** Your objective **
Filter the entries below, keeping only lines with "statue".

** Collected data entries **
####################

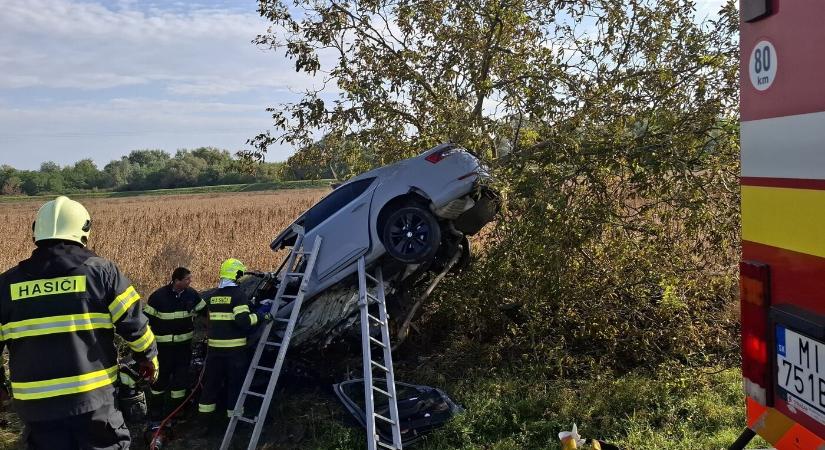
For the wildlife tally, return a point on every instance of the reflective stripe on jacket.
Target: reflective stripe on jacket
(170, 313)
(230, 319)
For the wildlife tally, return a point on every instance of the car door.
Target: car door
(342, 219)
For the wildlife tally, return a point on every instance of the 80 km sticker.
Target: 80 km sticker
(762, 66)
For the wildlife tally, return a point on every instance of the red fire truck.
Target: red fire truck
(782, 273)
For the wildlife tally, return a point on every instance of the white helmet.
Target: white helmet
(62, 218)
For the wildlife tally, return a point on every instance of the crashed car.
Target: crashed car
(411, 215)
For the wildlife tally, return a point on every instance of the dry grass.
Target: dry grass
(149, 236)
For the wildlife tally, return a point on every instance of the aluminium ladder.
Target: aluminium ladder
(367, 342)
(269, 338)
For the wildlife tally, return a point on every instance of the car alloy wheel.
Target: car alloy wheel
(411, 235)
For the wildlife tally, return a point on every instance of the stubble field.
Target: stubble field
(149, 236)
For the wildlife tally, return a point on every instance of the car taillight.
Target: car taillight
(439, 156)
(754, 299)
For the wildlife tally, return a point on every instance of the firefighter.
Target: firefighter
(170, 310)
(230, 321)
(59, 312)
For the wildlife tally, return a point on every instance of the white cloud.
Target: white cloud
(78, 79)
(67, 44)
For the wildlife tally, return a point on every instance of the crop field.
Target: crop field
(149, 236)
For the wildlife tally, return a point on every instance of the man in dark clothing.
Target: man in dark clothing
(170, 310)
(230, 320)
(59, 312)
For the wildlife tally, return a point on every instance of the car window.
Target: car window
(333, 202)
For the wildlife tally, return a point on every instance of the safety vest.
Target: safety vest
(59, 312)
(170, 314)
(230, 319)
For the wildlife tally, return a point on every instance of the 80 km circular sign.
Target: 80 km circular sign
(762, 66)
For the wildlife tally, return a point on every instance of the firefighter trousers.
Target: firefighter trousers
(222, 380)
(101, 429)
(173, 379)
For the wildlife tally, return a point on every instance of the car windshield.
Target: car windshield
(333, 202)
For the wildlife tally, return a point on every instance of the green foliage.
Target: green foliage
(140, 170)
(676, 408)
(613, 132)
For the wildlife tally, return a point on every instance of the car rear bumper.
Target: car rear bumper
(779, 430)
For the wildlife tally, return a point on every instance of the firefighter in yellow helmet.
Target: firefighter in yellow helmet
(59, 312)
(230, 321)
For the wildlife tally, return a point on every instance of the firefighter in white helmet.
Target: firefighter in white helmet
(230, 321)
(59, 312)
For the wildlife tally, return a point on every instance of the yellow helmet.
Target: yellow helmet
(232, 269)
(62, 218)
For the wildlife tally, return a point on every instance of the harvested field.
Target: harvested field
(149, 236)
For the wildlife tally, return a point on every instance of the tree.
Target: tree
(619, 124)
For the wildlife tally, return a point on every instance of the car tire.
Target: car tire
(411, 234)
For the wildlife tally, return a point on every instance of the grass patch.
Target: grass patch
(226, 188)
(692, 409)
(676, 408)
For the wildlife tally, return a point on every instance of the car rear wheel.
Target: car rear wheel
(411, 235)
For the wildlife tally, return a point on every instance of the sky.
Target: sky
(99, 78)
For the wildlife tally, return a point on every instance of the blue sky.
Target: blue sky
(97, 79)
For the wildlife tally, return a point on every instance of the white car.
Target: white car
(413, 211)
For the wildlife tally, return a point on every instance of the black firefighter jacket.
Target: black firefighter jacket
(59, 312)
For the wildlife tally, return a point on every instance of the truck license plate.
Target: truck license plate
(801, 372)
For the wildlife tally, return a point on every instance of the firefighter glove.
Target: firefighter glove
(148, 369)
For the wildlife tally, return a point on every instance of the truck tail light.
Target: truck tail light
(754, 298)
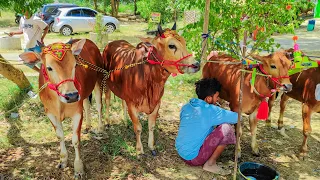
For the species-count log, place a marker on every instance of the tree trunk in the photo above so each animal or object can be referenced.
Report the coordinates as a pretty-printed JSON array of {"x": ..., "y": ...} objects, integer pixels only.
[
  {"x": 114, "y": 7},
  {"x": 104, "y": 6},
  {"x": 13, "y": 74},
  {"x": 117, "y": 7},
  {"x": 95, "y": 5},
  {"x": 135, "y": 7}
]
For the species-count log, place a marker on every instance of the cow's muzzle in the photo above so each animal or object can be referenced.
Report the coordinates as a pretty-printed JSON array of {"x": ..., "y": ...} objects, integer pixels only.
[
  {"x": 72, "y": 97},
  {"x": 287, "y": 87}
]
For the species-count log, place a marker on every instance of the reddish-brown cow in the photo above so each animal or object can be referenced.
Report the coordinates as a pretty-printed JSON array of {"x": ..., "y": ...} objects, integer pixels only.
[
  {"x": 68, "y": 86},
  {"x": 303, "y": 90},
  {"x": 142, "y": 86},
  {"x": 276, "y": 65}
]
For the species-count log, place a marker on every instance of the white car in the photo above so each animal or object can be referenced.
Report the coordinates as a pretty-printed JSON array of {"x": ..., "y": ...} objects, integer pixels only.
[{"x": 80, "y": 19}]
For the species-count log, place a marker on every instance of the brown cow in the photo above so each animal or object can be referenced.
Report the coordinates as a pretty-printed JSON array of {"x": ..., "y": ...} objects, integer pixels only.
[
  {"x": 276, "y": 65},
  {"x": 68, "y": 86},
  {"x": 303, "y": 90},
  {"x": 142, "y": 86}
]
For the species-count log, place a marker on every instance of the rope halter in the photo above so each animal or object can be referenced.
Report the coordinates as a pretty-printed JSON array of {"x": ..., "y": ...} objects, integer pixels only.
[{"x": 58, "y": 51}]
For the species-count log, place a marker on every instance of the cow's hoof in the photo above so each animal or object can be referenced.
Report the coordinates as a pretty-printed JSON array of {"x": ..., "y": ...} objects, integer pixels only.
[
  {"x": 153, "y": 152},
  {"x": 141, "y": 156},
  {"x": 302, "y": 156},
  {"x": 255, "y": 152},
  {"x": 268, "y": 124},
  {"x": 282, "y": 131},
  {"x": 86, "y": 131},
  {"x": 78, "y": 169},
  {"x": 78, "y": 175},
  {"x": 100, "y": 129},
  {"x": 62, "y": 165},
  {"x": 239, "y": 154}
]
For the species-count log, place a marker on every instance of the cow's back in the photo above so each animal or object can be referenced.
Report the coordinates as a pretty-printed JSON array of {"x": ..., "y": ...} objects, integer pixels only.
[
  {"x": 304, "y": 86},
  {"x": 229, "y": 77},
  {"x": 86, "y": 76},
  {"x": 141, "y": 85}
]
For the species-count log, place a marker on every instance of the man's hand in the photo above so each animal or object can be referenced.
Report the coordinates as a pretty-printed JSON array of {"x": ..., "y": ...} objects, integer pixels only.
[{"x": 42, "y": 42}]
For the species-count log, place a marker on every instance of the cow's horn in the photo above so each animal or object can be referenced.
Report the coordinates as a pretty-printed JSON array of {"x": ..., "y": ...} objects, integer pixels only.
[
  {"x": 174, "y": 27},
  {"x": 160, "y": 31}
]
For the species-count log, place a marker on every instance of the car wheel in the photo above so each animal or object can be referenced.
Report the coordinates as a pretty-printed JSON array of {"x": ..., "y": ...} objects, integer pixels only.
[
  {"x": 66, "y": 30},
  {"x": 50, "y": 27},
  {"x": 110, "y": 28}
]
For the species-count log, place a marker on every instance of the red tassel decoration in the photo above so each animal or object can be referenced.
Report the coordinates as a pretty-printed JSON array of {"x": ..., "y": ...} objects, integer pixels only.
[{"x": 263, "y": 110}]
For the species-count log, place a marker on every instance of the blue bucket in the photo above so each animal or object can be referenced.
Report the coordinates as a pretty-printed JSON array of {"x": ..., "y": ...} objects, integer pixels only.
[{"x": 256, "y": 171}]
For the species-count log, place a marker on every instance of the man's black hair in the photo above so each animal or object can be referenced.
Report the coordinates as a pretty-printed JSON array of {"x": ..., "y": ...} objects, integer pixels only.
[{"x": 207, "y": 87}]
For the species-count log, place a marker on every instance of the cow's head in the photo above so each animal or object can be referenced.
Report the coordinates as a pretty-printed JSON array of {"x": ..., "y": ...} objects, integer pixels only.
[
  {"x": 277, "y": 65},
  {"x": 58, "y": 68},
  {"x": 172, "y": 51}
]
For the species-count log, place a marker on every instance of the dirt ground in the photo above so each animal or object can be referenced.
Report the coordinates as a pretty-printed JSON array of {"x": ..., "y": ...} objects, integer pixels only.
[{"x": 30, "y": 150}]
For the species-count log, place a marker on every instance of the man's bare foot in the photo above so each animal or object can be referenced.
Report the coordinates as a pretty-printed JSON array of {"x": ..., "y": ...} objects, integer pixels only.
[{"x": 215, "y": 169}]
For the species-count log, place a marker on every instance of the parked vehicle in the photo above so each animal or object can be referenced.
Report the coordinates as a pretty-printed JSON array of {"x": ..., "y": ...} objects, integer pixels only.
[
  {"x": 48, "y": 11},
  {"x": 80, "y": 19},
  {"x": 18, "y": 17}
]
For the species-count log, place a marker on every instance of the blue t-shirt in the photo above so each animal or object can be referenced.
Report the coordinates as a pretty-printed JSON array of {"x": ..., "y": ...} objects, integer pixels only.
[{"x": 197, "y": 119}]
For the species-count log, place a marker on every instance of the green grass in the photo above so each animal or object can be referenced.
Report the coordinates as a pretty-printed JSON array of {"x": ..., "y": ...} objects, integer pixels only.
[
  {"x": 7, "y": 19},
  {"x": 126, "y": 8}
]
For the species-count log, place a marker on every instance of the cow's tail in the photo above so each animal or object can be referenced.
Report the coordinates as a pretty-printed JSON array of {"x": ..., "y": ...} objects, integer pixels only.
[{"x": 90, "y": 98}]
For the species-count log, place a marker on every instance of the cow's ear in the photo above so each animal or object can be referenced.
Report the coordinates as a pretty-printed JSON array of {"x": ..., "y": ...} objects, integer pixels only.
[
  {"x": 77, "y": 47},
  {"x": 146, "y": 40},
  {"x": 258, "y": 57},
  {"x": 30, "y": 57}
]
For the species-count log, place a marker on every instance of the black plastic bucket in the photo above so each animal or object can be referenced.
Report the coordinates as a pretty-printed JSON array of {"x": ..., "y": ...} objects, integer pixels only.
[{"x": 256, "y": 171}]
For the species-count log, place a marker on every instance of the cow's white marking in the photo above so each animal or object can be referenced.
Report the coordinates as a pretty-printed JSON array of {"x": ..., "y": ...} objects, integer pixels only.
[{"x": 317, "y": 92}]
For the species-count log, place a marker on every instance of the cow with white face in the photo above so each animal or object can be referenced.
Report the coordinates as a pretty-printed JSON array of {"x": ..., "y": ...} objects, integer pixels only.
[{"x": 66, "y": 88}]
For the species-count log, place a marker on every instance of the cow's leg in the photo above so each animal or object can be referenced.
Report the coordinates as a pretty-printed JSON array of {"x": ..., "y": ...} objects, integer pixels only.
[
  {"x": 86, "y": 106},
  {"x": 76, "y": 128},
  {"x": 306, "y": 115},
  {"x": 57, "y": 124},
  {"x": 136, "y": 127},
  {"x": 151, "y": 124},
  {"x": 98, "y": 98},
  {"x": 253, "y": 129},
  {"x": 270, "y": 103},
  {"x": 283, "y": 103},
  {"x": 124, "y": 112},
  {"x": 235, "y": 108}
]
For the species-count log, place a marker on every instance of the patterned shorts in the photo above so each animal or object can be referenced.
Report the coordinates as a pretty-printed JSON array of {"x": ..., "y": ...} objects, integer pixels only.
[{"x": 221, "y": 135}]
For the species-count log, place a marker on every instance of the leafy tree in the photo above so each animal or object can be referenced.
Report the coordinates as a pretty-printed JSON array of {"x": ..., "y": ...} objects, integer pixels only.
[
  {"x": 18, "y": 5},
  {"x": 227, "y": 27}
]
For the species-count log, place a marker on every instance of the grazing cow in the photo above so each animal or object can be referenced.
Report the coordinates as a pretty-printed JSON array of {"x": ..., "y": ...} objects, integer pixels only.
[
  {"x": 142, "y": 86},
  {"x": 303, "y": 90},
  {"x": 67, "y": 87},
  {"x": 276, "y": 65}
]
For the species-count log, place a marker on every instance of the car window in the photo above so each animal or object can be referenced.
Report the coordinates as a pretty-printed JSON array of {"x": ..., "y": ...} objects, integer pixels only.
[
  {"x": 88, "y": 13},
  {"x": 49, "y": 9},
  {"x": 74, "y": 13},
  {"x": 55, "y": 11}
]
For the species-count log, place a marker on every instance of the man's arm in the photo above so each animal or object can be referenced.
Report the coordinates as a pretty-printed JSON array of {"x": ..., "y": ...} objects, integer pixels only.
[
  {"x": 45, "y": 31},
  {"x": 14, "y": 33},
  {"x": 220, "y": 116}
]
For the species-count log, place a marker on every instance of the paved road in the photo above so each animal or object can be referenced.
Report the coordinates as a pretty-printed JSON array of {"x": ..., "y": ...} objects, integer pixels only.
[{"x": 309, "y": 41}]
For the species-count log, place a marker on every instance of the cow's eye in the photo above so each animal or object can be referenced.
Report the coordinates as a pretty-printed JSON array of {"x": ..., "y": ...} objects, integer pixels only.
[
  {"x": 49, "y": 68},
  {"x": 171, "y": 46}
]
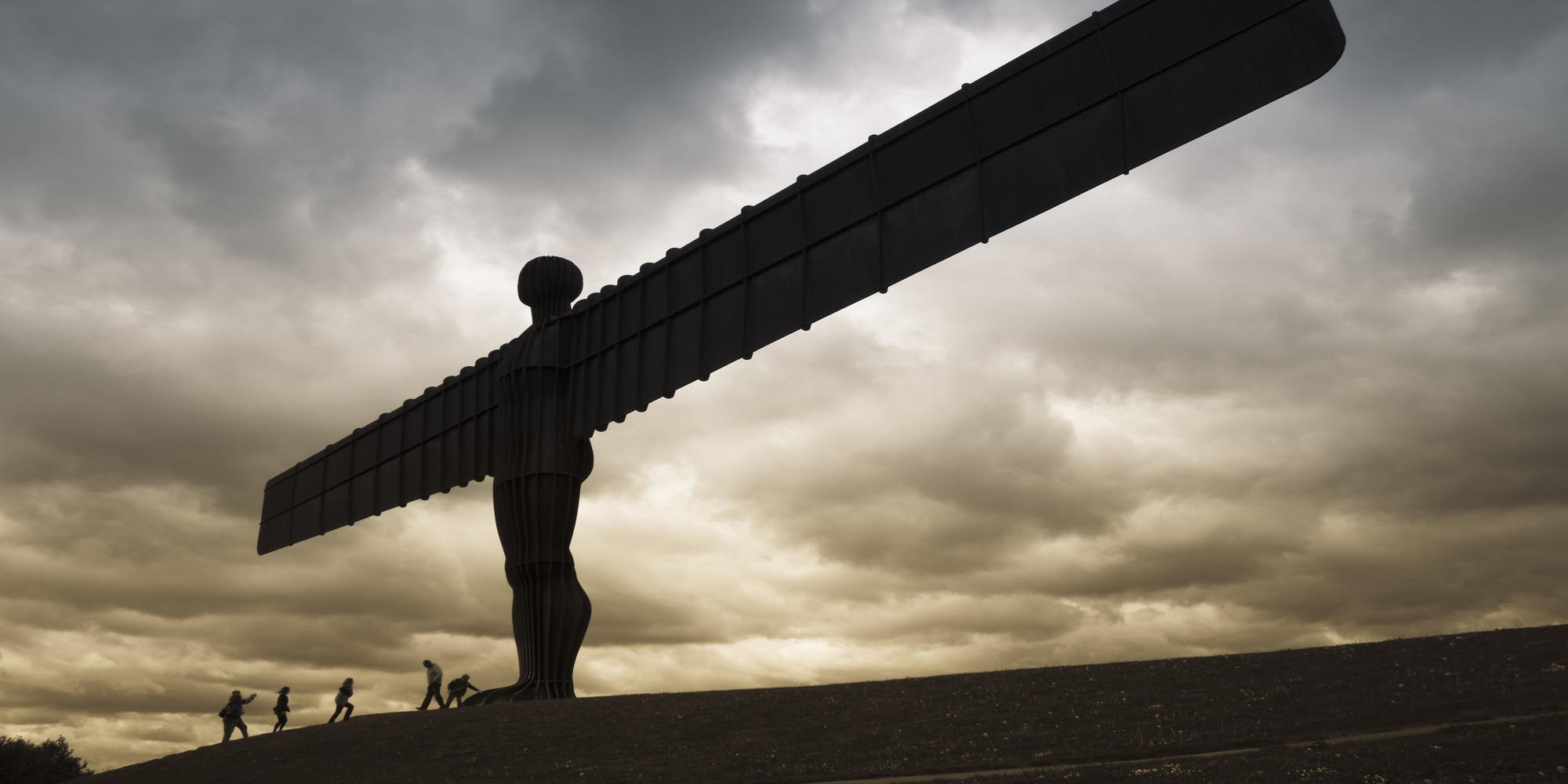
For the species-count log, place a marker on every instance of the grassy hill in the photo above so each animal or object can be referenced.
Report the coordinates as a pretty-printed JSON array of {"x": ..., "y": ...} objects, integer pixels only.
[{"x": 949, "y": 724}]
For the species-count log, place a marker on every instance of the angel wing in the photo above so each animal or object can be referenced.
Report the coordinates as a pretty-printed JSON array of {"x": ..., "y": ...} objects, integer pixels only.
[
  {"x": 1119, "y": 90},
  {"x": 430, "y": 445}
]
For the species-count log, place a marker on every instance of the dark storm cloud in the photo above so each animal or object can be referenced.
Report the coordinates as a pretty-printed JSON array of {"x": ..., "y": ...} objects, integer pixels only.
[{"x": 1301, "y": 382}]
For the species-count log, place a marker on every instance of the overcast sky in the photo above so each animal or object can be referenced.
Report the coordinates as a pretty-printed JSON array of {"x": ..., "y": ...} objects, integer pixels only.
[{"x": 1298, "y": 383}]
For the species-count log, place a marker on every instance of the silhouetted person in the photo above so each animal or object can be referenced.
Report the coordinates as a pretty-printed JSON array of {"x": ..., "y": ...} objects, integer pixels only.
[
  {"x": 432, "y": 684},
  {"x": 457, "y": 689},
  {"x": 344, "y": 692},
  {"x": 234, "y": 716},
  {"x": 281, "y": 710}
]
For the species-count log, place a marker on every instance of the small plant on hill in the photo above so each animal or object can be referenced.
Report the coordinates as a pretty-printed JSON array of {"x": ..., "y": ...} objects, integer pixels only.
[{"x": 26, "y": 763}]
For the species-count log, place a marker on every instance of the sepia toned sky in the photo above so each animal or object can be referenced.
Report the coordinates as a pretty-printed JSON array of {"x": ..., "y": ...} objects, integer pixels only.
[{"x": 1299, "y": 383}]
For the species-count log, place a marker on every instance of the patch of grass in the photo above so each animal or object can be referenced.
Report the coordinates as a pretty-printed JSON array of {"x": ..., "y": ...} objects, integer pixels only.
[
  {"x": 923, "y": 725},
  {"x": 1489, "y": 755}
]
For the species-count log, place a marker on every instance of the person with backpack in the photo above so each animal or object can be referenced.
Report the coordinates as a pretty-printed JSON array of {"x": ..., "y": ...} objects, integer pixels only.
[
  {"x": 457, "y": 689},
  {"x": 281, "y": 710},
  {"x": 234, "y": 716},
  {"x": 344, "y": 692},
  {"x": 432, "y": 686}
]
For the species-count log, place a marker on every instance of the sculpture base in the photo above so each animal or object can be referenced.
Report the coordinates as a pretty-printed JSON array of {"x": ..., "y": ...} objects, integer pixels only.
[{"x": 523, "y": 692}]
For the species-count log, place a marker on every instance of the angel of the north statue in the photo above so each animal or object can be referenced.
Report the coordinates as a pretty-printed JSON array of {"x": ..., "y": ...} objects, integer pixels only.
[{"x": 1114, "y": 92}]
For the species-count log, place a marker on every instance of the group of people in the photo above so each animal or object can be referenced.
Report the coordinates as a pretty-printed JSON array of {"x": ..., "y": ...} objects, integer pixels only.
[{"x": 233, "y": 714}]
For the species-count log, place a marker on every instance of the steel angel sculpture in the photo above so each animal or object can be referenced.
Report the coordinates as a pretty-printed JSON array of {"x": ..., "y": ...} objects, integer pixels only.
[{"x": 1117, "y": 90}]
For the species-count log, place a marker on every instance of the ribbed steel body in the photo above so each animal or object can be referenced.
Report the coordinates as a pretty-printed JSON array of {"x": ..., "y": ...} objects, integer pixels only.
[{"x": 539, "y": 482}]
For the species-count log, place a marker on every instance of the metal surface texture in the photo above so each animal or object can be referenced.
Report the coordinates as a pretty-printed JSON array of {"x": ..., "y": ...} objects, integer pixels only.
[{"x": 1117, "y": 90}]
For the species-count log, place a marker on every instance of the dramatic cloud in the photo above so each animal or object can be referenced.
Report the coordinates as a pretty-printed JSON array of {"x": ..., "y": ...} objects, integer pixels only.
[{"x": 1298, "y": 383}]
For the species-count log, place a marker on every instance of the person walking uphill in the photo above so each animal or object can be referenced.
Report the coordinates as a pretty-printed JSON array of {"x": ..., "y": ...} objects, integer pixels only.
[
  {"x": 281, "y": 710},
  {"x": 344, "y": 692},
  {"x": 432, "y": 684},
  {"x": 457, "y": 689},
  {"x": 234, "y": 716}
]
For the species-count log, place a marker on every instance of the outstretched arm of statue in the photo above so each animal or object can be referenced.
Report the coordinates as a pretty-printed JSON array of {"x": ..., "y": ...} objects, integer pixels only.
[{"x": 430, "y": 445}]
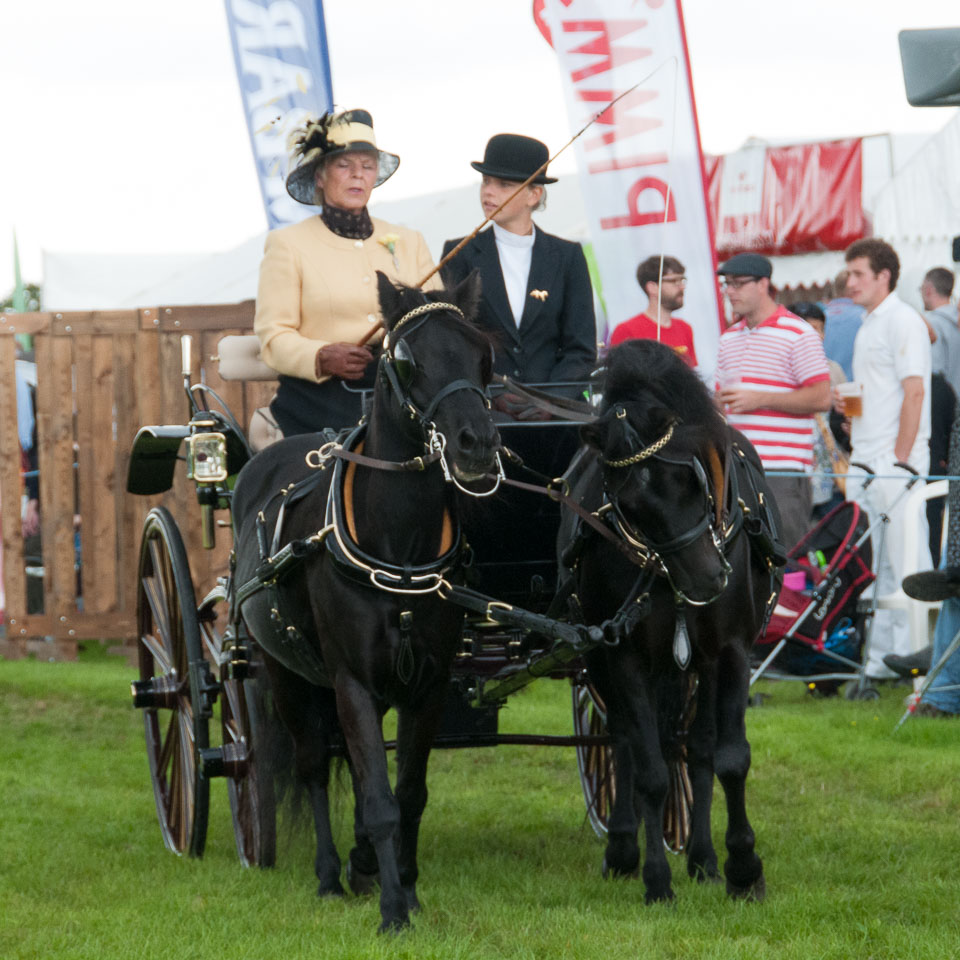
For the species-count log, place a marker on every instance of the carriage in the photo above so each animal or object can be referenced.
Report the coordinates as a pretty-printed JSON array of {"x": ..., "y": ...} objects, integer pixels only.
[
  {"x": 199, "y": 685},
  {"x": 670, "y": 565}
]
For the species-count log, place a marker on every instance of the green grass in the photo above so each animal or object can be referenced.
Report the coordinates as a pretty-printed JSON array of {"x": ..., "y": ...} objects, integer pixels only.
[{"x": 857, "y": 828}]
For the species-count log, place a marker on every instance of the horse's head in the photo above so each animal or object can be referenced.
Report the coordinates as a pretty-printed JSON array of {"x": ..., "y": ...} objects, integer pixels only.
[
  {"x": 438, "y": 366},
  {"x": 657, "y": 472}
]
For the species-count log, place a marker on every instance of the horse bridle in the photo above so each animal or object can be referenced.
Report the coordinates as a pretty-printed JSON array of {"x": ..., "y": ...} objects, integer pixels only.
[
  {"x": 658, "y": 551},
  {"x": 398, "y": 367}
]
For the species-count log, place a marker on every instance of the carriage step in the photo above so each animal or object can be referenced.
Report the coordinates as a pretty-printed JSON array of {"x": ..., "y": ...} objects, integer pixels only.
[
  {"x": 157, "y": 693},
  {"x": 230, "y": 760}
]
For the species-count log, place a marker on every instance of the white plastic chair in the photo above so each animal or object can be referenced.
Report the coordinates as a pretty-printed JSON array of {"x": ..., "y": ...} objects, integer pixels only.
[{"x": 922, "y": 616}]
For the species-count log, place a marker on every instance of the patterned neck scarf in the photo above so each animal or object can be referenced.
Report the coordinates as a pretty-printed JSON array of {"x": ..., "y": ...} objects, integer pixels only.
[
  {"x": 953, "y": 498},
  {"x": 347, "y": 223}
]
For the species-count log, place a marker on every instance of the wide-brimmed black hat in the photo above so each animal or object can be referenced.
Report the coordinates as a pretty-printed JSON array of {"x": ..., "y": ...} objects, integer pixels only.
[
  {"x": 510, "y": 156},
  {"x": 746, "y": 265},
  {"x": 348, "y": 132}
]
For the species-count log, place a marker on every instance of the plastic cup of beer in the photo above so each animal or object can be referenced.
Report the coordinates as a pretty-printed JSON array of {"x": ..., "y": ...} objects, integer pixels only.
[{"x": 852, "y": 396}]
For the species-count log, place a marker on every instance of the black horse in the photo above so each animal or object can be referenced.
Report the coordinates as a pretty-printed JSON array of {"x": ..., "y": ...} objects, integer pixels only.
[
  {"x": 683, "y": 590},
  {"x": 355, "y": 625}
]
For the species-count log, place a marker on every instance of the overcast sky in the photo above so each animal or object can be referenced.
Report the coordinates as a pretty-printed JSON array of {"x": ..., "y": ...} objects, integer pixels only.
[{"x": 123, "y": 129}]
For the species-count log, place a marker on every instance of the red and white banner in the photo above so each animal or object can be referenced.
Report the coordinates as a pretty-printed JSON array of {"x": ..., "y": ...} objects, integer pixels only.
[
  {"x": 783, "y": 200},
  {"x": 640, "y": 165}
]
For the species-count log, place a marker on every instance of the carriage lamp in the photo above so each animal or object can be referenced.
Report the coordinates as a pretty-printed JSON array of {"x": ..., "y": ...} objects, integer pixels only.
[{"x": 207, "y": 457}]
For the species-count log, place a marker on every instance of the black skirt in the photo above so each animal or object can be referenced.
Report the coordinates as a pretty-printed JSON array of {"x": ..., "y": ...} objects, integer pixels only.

####################

** Result of the exercise **
For the species-count log, place a marker on every instance of the angel of the north statue in the photo above so each animal or object can be referenced.
For the species-count log, place a marker on every instance of the outstretched arm of statue in the photo above so each animal or object can be referenced.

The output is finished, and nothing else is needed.